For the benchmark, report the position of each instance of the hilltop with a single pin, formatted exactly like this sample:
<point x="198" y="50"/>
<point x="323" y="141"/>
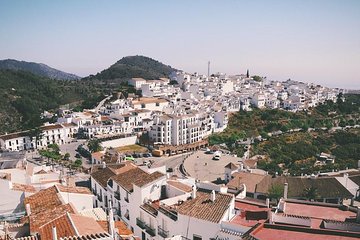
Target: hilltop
<point x="24" y="96"/>
<point x="37" y="69"/>
<point x="134" y="66"/>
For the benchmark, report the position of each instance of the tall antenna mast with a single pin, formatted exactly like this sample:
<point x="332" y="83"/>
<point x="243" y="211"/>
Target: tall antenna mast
<point x="208" y="69"/>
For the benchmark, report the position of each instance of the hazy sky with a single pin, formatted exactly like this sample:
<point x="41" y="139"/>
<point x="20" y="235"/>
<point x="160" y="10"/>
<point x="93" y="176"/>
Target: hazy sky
<point x="313" y="41"/>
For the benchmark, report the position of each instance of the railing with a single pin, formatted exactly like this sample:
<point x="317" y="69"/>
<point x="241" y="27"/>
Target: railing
<point x="150" y="230"/>
<point x="169" y="213"/>
<point x="99" y="198"/>
<point x="117" y="196"/>
<point x="140" y="223"/>
<point x="162" y="232"/>
<point x="118" y="212"/>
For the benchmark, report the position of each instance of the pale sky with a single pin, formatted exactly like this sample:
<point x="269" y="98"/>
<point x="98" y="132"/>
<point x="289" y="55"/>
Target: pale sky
<point x="305" y="40"/>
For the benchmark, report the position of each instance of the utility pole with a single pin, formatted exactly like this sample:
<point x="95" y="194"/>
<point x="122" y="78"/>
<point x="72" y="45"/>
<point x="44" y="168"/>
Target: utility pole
<point x="208" y="69"/>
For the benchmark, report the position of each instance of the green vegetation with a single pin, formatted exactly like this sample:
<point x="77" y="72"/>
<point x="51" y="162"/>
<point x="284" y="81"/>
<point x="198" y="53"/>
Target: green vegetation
<point x="135" y="66"/>
<point x="52" y="153"/>
<point x="295" y="150"/>
<point x="276" y="191"/>
<point x="24" y="96"/>
<point x="94" y="145"/>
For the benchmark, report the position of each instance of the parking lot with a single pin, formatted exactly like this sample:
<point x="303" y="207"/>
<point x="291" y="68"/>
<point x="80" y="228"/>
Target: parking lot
<point x="202" y="166"/>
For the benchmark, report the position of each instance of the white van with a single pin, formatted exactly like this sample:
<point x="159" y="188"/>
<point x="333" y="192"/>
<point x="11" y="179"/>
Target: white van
<point x="217" y="155"/>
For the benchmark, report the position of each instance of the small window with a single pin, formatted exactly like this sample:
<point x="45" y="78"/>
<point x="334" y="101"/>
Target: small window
<point x="197" y="237"/>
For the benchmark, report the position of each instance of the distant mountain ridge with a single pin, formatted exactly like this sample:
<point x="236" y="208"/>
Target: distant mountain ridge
<point x="37" y="69"/>
<point x="135" y="66"/>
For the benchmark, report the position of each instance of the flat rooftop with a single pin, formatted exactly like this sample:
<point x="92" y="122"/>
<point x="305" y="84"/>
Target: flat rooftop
<point x="320" y="212"/>
<point x="270" y="233"/>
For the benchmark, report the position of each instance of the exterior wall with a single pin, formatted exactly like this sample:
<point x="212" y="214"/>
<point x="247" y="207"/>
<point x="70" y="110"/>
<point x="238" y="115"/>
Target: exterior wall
<point x="79" y="201"/>
<point x="301" y="221"/>
<point x="119" y="142"/>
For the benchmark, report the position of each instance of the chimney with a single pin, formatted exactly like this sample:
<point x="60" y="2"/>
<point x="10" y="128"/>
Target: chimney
<point x="54" y="234"/>
<point x="111" y="220"/>
<point x="193" y="195"/>
<point x="241" y="166"/>
<point x="358" y="215"/>
<point x="28" y="209"/>
<point x="346" y="177"/>
<point x="213" y="196"/>
<point x="286" y="188"/>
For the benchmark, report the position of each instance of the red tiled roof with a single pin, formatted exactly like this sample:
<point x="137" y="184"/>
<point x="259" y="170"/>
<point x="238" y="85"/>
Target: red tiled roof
<point x="320" y="212"/>
<point x="179" y="185"/>
<point x="80" y="190"/>
<point x="23" y="187"/>
<point x="269" y="232"/>
<point x="249" y="179"/>
<point x="63" y="226"/>
<point x="203" y="208"/>
<point x="43" y="200"/>
<point x="44" y="217"/>
<point x="121" y="227"/>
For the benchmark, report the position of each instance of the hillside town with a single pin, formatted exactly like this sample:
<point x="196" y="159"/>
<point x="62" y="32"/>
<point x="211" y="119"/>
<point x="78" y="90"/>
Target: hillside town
<point x="154" y="175"/>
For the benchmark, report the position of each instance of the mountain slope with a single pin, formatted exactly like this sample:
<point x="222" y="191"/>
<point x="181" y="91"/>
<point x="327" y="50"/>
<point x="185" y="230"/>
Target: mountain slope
<point x="24" y="96"/>
<point x="37" y="68"/>
<point x="135" y="66"/>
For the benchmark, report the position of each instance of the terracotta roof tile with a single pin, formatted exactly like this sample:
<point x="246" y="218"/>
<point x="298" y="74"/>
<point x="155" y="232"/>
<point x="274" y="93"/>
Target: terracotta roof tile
<point x="23" y="187"/>
<point x="63" y="226"/>
<point x="203" y="208"/>
<point x="44" y="217"/>
<point x="43" y="200"/>
<point x="121" y="227"/>
<point x="135" y="176"/>
<point x="179" y="185"/>
<point x="231" y="166"/>
<point x="327" y="187"/>
<point x="80" y="190"/>
<point x="249" y="179"/>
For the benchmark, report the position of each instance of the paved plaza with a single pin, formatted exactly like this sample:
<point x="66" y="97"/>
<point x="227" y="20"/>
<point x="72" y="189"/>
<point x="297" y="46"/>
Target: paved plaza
<point x="201" y="165"/>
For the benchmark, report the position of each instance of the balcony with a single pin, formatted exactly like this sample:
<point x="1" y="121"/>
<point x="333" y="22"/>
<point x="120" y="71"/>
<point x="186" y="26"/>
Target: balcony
<point x="168" y="212"/>
<point x="140" y="223"/>
<point x="118" y="212"/>
<point x="99" y="198"/>
<point x="150" y="230"/>
<point x="117" y="196"/>
<point x="163" y="233"/>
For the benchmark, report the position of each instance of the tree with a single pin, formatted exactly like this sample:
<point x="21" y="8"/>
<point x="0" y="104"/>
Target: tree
<point x="67" y="156"/>
<point x="94" y="145"/>
<point x="257" y="78"/>
<point x="276" y="191"/>
<point x="36" y="133"/>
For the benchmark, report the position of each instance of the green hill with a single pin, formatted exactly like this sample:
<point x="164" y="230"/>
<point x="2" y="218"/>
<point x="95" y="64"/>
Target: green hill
<point x="24" y="96"/>
<point x="134" y="66"/>
<point x="37" y="68"/>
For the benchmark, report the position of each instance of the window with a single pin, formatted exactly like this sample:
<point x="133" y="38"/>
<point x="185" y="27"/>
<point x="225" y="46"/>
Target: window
<point x="197" y="237"/>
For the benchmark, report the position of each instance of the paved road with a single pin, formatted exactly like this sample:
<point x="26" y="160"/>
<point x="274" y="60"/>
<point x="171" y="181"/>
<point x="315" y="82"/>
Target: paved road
<point x="201" y="166"/>
<point x="173" y="162"/>
<point x="96" y="109"/>
<point x="71" y="148"/>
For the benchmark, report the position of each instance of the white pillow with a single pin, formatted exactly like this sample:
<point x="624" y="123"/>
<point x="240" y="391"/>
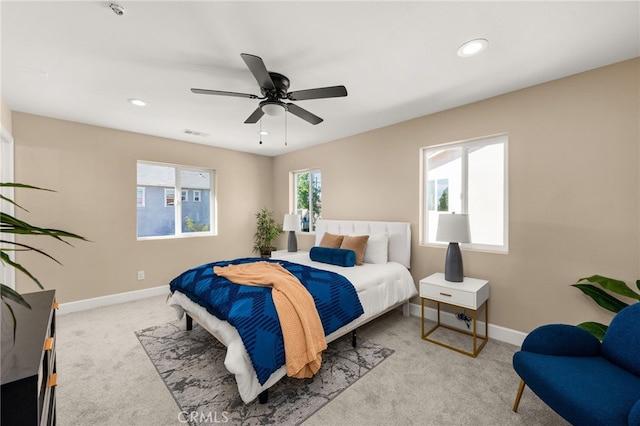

▬▬▬▬▬▬▬▬▬▬

Please convert the lines above into a numbered list, skipping any blank lines and leaving the pictures out of your answer.

1. For the benchmark, report the position of each instance of the hilltop with a single pin, formatted exactly like this sample:
2. <point x="198" y="50"/>
3. <point x="323" y="141"/>
4. Target: hilltop
5. <point x="24" y="96"/>
6. <point x="37" y="69"/>
7. <point x="134" y="66"/>
8. For the benchmark, report the position of each instance of the tall antenna mast with a single pin, formatted exactly like this sample:
9. <point x="332" y="83"/>
10. <point x="243" y="211"/>
11. Target: tall antenna mast
12. <point x="208" y="69"/>
13. For the benchmark, report the position of each instance of the hazy sky with a single pin, formatted exactly like this sample:
14. <point x="41" y="139"/>
15. <point x="20" y="235"/>
16. <point x="160" y="10"/>
17. <point x="93" y="176"/>
18. Target: hazy sky
19. <point x="313" y="41"/>
20. For the benchmark, report the position of each instance of the railing with a single pin, formatted exactly like this sample:
21. <point x="317" y="69"/>
22. <point x="241" y="27"/>
23. Target: railing
24. <point x="150" y="230"/>
25. <point x="169" y="213"/>
26. <point x="99" y="198"/>
27. <point x="117" y="196"/>
28. <point x="140" y="223"/>
29. <point x="162" y="232"/>
30. <point x="118" y="212"/>
31. For the benchmark, report the position of each instance of the pale sky with a single pin, formatted exactly like this sample:
32. <point x="269" y="98"/>
33. <point x="98" y="132"/>
34. <point x="289" y="55"/>
35. Target: pale sky
36. <point x="305" y="40"/>
37. For the benchmark, report the position of each instance of the utility pole with a single pin, formatted exactly like this sample:
38. <point x="95" y="194"/>
39. <point x="122" y="78"/>
40. <point x="72" y="45"/>
41. <point x="44" y="168"/>
42. Target: utility pole
43. <point x="208" y="69"/>
44. For the benchmark, report the position of each instance of the green vegetation with a single pin, formatted exactly like this sample:
45. <point x="77" y="72"/>
46. <point x="51" y="162"/>
47. <point x="284" y="81"/>
48. <point x="198" y="53"/>
49. Target: green vegetation
50. <point x="135" y="66"/>
51. <point x="52" y="153"/>
52. <point x="295" y="150"/>
53. <point x="276" y="191"/>
54. <point x="24" y="96"/>
55. <point x="94" y="145"/>
56. For the benchmark, report the position of each instance of the parking lot with a single pin, formatted exactly like this sample:
57. <point x="303" y="207"/>
58. <point x="291" y="68"/>
59. <point x="80" y="228"/>
60. Target: parking lot
61. <point x="202" y="166"/>
62. For the benchmark, report the position of each instance of the white van with a single pin, formatted exactly like this sample:
63. <point x="159" y="188"/>
64. <point x="333" y="192"/>
65. <point x="11" y="179"/>
66. Target: white van
67. <point x="217" y="155"/>
68. For the benchmark, report the position of each instance of the small window with a single pin, formatted exactly like this sample:
69. <point x="45" y="78"/>
70. <point x="334" y="101"/>
71. Target: small window
72. <point x="197" y="237"/>
73. For the benchmark, report the position of each instance of the distant mountain ridge with a single pin, formatted exactly like this sample:
74. <point x="236" y="208"/>
75. Target: distant mountain ridge
76. <point x="37" y="69"/>
77. <point x="135" y="66"/>
78. For the benchmark, report the position of each instance of the flat rooftop with a single pin, formatted exactly like this sample:
79. <point x="92" y="122"/>
80. <point x="305" y="84"/>
81. Target: flat rooftop
82. <point x="320" y="212"/>
83. <point x="270" y="233"/>
84. For the benchmark, report the position of each instance of the exterior wall with a single pin, formatted exactly like this sample:
85. <point x="212" y="214"/>
86. <point x="247" y="207"/>
87. <point x="70" y="110"/>
88. <point x="238" y="115"/>
89. Target: exterior wall
90. <point x="79" y="201"/>
91. <point x="301" y="221"/>
92. <point x="119" y="142"/>
93. For the benchmark, report the position of each instance of the chimney with a single pin, formatted exactly like this sample:
94. <point x="60" y="2"/>
95. <point x="10" y="128"/>
96. Target: chimney
97. <point x="54" y="234"/>
98. <point x="111" y="220"/>
99. <point x="193" y="195"/>
100. <point x="241" y="166"/>
101. <point x="358" y="215"/>
102. <point x="28" y="209"/>
103. <point x="346" y="177"/>
104. <point x="213" y="196"/>
105. <point x="286" y="188"/>
106. For the benchmark, report the position of each instance of the red tiled roof with a single pin, formatted exactly like this sample:
107. <point x="137" y="184"/>
108. <point x="259" y="170"/>
109. <point x="238" y="85"/>
110. Target: red tiled roof
111. <point x="320" y="212"/>
112. <point x="179" y="185"/>
113. <point x="80" y="190"/>
114. <point x="23" y="187"/>
115. <point x="269" y="232"/>
116. <point x="249" y="179"/>
117. <point x="63" y="226"/>
118. <point x="203" y="208"/>
119. <point x="43" y="200"/>
120. <point x="44" y="217"/>
121. <point x="121" y="227"/>
122. For the benchmark, report the position of each instance of the hillside town with a single pin, formatted exactly like this sample:
123. <point x="196" y="159"/>
124. <point x="62" y="32"/>
125. <point x="211" y="119"/>
126. <point x="78" y="90"/>
127. Target: hillside town
128. <point x="154" y="175"/>
129. For the benchmark, report the position of each instance of the mountain slope with a single pin, formatted exactly like this sample:
130. <point x="222" y="191"/>
131. <point x="181" y="91"/>
132. <point x="327" y="50"/>
133. <point x="185" y="230"/>
134. Target: mountain slope
135. <point x="24" y="96"/>
136. <point x="37" y="68"/>
137. <point x="135" y="66"/>
138. For the benchmark, report the position of each instance of the terracotta roof tile with a single pin, formatted exactly like this sample:
139. <point x="246" y="218"/>
140. <point x="298" y="74"/>
141. <point x="155" y="232"/>
142. <point x="274" y="93"/>
143. Target: terracotta roof tile
144. <point x="23" y="187"/>
145. <point x="63" y="226"/>
146. <point x="203" y="208"/>
147. <point x="44" y="217"/>
148. <point x="43" y="200"/>
149. <point x="121" y="227"/>
150. <point x="135" y="176"/>
151. <point x="179" y="185"/>
152. <point x="231" y="166"/>
153. <point x="327" y="187"/>
154. <point x="80" y="190"/>
155. <point x="249" y="179"/>
156. For the benchmark, report the position of each instance of the paved plaza with a single pin, formatted exactly like this sample:
157. <point x="66" y="97"/>
158. <point x="227" y="20"/>
159. <point x="72" y="189"/>
160. <point x="297" y="46"/>
161. Target: paved plaza
162. <point x="201" y="165"/>
163. For the benchmark, report the position of each instance of the balcony with a single pin, formatted exactly like this sample:
164. <point x="1" y="121"/>
165. <point x="333" y="22"/>
166. <point x="120" y="71"/>
167. <point x="186" y="26"/>
168. Target: balcony
169. <point x="168" y="212"/>
170. <point x="140" y="223"/>
171. <point x="118" y="212"/>
172. <point x="99" y="198"/>
173. <point x="150" y="230"/>
174. <point x="117" y="196"/>
175. <point x="163" y="233"/>
176. For the benchmark, report the position of each instance of the tree with a single pin, formatted exactly like this sample:
177. <point x="21" y="8"/>
178. <point x="0" y="104"/>
179. Target: tree
180. <point x="67" y="156"/>
181. <point x="94" y="145"/>
182. <point x="257" y="78"/>
183. <point x="276" y="191"/>
184. <point x="36" y="133"/>
185. For the benchmark, report the position of each instance of the green hill with a single pin, formatted exactly like this sample:
186. <point x="164" y="230"/>
187. <point x="2" y="218"/>
188. <point x="95" y="64"/>
189. Target: green hill
190. <point x="24" y="96"/>
191. <point x="134" y="66"/>
192. <point x="37" y="68"/>
193. For the benchmark, report the position of each instance of the window with a single pin, formatted exactly like this sample:
194. <point x="133" y="38"/>
195. <point x="185" y="27"/>
196. <point x="225" y="46"/>
197. Target: window
198. <point x="197" y="237"/>
199. For the benchmark, report the position of each instance of the paved road with a single pin, formatted exactly like this sample:
200. <point x="26" y="160"/>
201. <point x="274" y="60"/>
202. <point x="171" y="181"/>
203. <point x="315" y="82"/>
204. Target: paved road
205. <point x="201" y="166"/>
206. <point x="173" y="162"/>
207. <point x="96" y="109"/>
208. <point x="71" y="148"/>
209. For the benchmark, report the position of each instance of the white pillow with a single pin, formatted exactly like this sample:
210. <point x="624" y="123"/>
211. <point x="240" y="391"/>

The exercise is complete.